● **Passage given**:
┏━━

6/9/08

The Curmudgeon Does New Orleans, Day One!

Well, gentle readers, I know it’s been a couple of weeks since I enhanced your lives with any new content, but I hope the wait will be worth it thanks to today’s super-enhanced, super-long, super-exciting entry: New Orleans, Curmudgeon Style!


Day One: Getting There Is Half the Fun!

Having spent the first day of our vacation attending a wedding in the Houston area, the Long Suffering Wife and I were a few hours closer to New Orleans when we left that Sunday morning for what would be our first extended outing to the Crescent City. After a thrilling jaunt across the city of Houston on I-10, we stopped for lunch in Orange, Texas at what I now affectionately refer to as The Taco Bell at the End of the Universe/Taco Hell.

Artist's conception or actual photo?

This joint hadn’t seen a coat of paint in 15 years, was staffed by surly teens and harried harridans, and there was a sheen of grime on almost every conceivable surface. We hurriedly bolted down our burritos and returned to the road, happy to have our immortal souls (well, what’s left of mine, anyway) intact.

┗━━

● **Source excerpt**:
┏━━

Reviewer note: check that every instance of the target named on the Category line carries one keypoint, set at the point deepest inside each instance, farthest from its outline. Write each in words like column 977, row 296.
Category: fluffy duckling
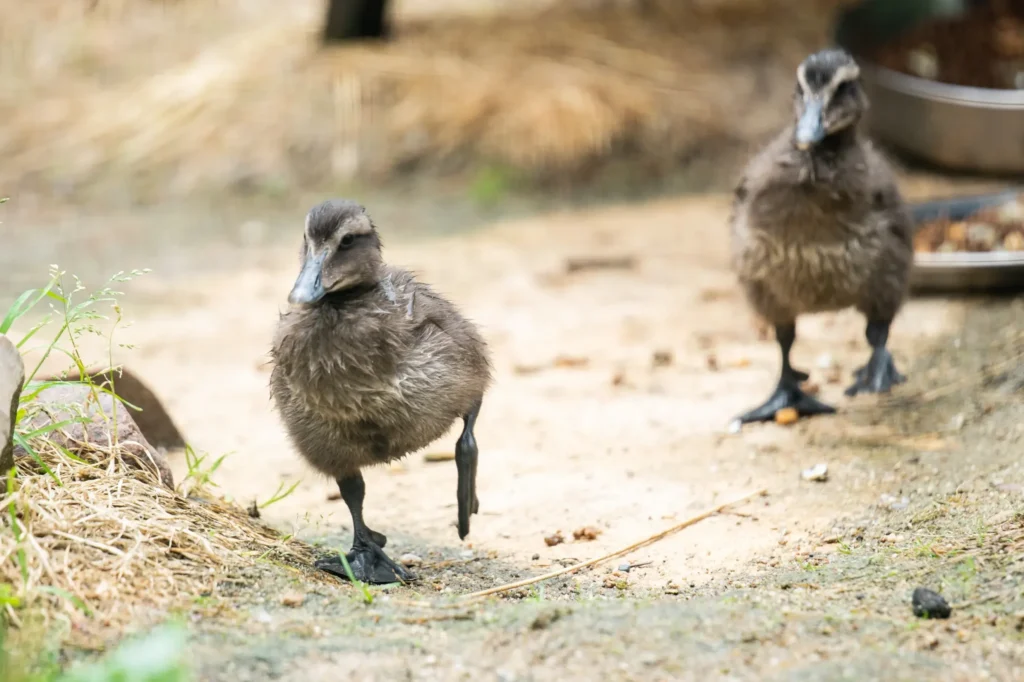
column 818, row 224
column 370, row 365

┗━━

● **Task to complete**: Rewrite the New Orleans travel entry from the words "Day One: Getting" through the words "or actual photo?", and swap "Crescent City" for "Big Easy".

● **Exercise response**:
Day One: Getting There Is Half the Fun!

Having spent the first day of our vacation attending a wedding in the Houston area, the Long Suffering Wife and I were a few hours closer to New Orleans when we left that Sunday morning for what would be our first extended outing to the Big Easy. After a thrilling jaunt across the city of Houston on I-10, we stopped for lunch in Orange, Texas at what I now affectionately refer to as The Taco Bell at the End of the Universe/Taco Hell.

Artist's conception or actual photo?